* Extract to read *
————
Testing Property Tree xml parser

Jose

26 Apr 2006 26 Apr '06

4:49 p.m.

Hi, I am trying to finish my review of the Property Tree. I find the scope of the library for program configuration very useful. I am currently testing only the read_xml parsing, and although it is only meant for very simple xml files i find its xml support very very sketchy. I've performed multiple experiments with rss feed files, which are very simple xml files. This is the loop I am using to test different xml paths using a command line utility: BOOST_FOREACH(ptree::value_type &v, pt.get_child( argv[2] )) cout << "value: " << v.second.data() << endl; Below is a list of my experiments: 1. parsing the artima.com spotlight feed Result: FAILED The path is rdf:RDF.item.title and I get invalid character entitly. I think the parser should support the semicolon within the tag name, given that in many cases the config files might be generated by real xml programs which use namespaces and it should be able to read them even if it does not support save. 2. parsing the MSDN visual c++ feed Result: FAILED The path is rss.channel.item.title and I get an "xml parse error". Is there a posibility of getting more meaningful errors ? 3. parsing the main CNN feed Result: FAILED The path is rss.channel.item.title. This query fails with no error but if the path is shortened to rss.channel.item it dumps all the values within item, but there is no value at that level (only nested tags) 4. Parsing the Google News RSS feed Result: FAILED The path is rss.channel.item.title. I get "Invalid character entity error". A more meaningful error should be possible with the position in the file where the entity occurs. 5. Parsing the Google News Atom feed Result: FAILED The path is feed.entry.title. I get "Invalid character entity error". regards jose

Show replies by date

Sebastian Redl

26 Apr 26 Apr

5:48 p.m.

Jose wrote:

...

I am currently testing only the read_xml parsing, and although it is only meant for very simple xml files i find its xml support very very sketchy. <snip> 1. parsing the artima.com spotlight feed

Result: FAILED

The path is rdf:RDF.item.title and I get invalid character entitly. I think the parser should support the semicolon within the tag name, given that in many cases the config files might be generated by real xml programs which use namespaces and it should be able to read them even if it does not support save.

The problem here is not the colon. The problem is the " entity, which is a required part of XML but is not supported by boost::property_tree::xml_parser::decode_char_entities() in detail/xml_parser_utils.hpp, lines 62-87. Also not supported is the ' entity, which is also required. Definitely a bug in PropTree.

...

2. parsing the MSDN visual c++ feed

Result: FAILED

The path is rss.channel.item.title and I get an "xml parse error". Is there a posibility of getting more meaningful errors ?

Do you have an URL?

...

3. parsing the main CNN feed

Result: FAILED

The path is rss.channel.item.title. This query fails with no error but if the path is shortened to rss.channel.item it dumps all the values within item, but there is no value at that level (only nested tags)

You misunderstand your own program. A node has only one value. What your loop does it retrieve all the children of the node you select with the path and print their values. So for the path rss.channel.item.title, you get the title element of the first item element in the channel. This element has no children, so the loop is never entered. In your second test you specify rss.channel.item, so you get the item element. This element has four children: the title, link, description and pubDate elements. For each of these children, the value (content) is printed. The test succeeded.
————
* Raw data *
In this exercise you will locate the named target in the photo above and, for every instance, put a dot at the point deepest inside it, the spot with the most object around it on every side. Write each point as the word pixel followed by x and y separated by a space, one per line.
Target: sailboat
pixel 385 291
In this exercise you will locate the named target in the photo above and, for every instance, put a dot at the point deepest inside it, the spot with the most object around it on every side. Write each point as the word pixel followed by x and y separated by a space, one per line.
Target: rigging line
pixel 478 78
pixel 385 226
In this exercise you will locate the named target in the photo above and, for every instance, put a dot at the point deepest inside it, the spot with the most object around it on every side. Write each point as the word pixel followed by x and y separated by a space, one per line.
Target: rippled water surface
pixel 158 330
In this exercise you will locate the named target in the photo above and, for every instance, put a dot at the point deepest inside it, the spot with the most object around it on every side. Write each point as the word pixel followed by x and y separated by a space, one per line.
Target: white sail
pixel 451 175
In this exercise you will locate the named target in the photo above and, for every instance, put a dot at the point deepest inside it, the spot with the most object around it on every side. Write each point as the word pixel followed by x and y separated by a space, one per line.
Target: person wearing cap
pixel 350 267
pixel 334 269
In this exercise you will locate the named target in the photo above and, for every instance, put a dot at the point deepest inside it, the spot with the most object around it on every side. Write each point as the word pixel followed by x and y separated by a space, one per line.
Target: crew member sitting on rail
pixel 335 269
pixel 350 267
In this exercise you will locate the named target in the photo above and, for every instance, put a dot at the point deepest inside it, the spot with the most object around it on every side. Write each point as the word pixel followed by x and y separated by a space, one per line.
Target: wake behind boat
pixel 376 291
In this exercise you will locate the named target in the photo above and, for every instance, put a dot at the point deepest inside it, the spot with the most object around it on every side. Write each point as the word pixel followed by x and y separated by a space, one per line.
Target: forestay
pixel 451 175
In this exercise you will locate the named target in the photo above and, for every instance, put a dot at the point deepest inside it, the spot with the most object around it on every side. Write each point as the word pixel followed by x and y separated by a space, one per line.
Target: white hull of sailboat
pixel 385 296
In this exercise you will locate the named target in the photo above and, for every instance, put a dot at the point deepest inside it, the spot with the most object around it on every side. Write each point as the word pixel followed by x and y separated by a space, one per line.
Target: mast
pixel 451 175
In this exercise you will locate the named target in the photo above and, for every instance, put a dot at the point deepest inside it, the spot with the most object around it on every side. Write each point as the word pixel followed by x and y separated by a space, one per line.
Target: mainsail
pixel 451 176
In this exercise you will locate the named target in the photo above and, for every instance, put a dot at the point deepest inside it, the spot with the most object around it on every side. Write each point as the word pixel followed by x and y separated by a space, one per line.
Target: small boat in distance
————
* Tasks and exercises *
1. Can you reproduce the passage of the Property Tree parser thread between "The problem here" and "have an URL?", inclusive?
2. Could you carry on the Property Tree parser thread from the point where it stops?

* Task results *
1.
The problem here is not the colon. The problem is the " entity, which is a required part of XML but is not supported by boost::property_tree::xml_parser::decode_char_entities() in detail/xml_parser_utils.hpp, lines 62-87. Also not supported is the ' entity, which is also required. Definitely a bug in PropTree.

...

2. parsing the MSDN visual c++ feed

Result: FAILED

The path is rss.channel.item.title and I get an "xml parse error". Is there a posibility of getting more meaningful errors ?

Do you have an URL?

2.
...

4. Parsing the Google News RSS feed

Result: FAILED

The path is rss.channel.item.title. I get "Invalid character entity error". A more meaningful error should be possible with the position in the file where the entity occurs.

Again, the problem seems to be the " entity.

...

5. Parsing the Google News Atom feed

Result: FAILED

The path is feed.entry.title. I get "Invalid character entity error".

Same. Attached is a patch that fixes the bug. Sebastian Redl

Jose

6:13 p.m.

On 4/26/06, Sebastian Redl <sebastian.redl@getdesigned.at> wrote:

...

...
2. parsing the MSDN visual c++ feed

Result: FAILED

The path is rss.channel.item.title and I get an "xml parse error". Is

Jose wrote: there

...
a posibility of getting more meaningful errors ?

Do you have an URL?

http://msdn.microsoft.com/visualc/rss.xml

...

3. parsing the main CNN feed

...
Result: FAILED

The path is rss.channel.item.title. This query fails with no error but if the path is shortened to rss.channel.item it dumps all the values within item, but there is no value at that level (only nested tags)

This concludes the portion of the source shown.